Texte
=====

Quelques jours auparavant, en outre, les agences américaines avaient donné à Madrid des rapports détaillés selon lesquels la cellule préparait des attaques. Le 31 juillet 2017, des agents d’Exeintel, une agence privée américaine dont le compte Twitter indique qu’il fournit des «renseignements exploitables» qui «ne seront accessibles qu’aux forces de l’ordre», ont discuté en ligne avec Abouyaaquoub. Ils ont ensuite envoyé un avis d’«alerte rouge» à Madrid, signalant qu’il s’était vanté maladroitement que sa cellule préparait des attentats terroristes.

Le quotidien El Nacional a posté des captures d’écran de leur conversation sur Internet avec Abouyaaquoub, qui a écrit: «Nous devons attaquer plusieurs petites villes, quand toute la police vient à nous pour se déplacer à un autre endroit et pour se déplacer à un autre endroit et pour l’attaquer. Ils ne pourront pas se défendre contre nous.» Par la suite, Exeintel a retiré les images de la capture d’écran de son site Web.

Néanmoins, le CNI a simplement continué à surveiller la cellule, à mesure qu’elle assemblait des produits chimiques et de la ferraille pour fabriquer des bombes, puis, après l’explosion d’Alcanar, a décidé d’une nouvelle attaque. «Les services secrets espagnols ont continué à surveiller et à suivre les terroristes jusqu’au jour même des attentats de Las Ramblas», écrit Publico, ajoutant: «Ce n’est que le lendemain du massacre que le dossier Es-Satty a été supprimé du registre central du CNI.» Une telle suppression, rapporte Publico, ne peut se faire qu’à partir du siège central du CNI à Madrid,

Ce récit souligne les liens entre les agences de l’OTAN et les terroristes islamistes, qui ont évolué au cours de la guerre de huit ans en Syrie, qui sont à l’origine de toutes les attaques de l’EI en Europe. Les attentats de Charlie Hebdo et du 13 novembre 2015 à Paris, les attentats du 22 mars 2016 à Bruxelles, de Noël 2016 à Berlin et de 2017 à Manchester ont tous été perpétrés par des réseaux étroitement surveillés par les services de renseignement.

=====

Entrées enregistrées

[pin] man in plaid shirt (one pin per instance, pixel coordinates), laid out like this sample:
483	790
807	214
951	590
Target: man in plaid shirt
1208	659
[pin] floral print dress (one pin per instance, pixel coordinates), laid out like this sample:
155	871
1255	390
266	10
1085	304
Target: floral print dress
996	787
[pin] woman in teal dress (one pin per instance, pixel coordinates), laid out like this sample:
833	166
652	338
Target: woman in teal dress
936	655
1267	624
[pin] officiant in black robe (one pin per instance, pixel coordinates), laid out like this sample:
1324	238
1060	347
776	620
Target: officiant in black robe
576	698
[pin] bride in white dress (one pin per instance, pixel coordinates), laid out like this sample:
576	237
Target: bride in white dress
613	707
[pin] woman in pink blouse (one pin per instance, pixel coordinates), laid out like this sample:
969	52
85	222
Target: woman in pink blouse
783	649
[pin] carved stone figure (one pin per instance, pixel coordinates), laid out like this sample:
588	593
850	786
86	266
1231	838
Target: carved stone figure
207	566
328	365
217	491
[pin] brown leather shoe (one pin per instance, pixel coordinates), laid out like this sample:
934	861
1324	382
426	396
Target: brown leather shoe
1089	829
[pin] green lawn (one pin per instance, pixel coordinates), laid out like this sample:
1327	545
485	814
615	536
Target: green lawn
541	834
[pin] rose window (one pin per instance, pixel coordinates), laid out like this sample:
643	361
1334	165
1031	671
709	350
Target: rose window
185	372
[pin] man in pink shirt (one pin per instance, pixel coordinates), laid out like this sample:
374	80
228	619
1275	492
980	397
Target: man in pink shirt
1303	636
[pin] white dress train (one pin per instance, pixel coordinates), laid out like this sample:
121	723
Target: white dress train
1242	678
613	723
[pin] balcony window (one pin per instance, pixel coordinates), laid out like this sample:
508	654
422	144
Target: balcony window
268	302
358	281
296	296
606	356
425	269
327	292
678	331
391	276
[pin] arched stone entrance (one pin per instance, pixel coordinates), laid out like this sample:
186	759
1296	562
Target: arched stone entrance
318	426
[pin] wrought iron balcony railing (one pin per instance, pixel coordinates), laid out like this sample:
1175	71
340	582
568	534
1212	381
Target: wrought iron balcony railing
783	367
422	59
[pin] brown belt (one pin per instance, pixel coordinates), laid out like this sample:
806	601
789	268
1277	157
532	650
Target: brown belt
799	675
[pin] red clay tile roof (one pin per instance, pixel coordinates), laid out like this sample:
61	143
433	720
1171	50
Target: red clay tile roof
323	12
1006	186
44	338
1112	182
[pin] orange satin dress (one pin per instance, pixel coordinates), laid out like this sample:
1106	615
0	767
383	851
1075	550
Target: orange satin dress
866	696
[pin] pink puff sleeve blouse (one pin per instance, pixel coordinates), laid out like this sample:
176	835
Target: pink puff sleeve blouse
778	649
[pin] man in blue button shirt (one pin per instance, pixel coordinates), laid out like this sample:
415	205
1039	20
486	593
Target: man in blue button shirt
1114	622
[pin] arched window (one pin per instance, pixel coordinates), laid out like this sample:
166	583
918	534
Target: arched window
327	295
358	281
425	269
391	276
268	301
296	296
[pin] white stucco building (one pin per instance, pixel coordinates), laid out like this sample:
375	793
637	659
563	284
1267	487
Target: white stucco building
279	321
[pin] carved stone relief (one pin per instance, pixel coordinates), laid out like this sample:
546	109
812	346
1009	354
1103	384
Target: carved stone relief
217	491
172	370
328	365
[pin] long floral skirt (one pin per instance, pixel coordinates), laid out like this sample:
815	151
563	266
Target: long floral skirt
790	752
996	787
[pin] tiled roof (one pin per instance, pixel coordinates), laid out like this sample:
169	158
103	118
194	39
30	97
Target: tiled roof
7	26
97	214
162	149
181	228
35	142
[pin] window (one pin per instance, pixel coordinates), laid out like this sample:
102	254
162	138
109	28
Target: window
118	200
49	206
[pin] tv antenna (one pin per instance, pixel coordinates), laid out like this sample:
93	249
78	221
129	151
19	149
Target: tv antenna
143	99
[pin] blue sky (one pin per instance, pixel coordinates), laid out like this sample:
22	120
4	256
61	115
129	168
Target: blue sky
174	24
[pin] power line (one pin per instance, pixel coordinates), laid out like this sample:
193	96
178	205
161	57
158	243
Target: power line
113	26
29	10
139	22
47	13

=====

Objectif
Répondez à ces questions à partir du texte :
(a) À quelle date des agents d'Exeintel ont-ils discuté en ligne avec Abouyaaquoub ?
(b) Quel quotidien a posté des captures d'écran de cette conversation ?
(c) Selon Publico, quand le dossier Es-Satty a-t-il été supprimé du registre central du CNI ?

Réponse complète
(a) Le 31 juillet 2017.
(b) El Nacional.
(c) Le lendemain du massacre.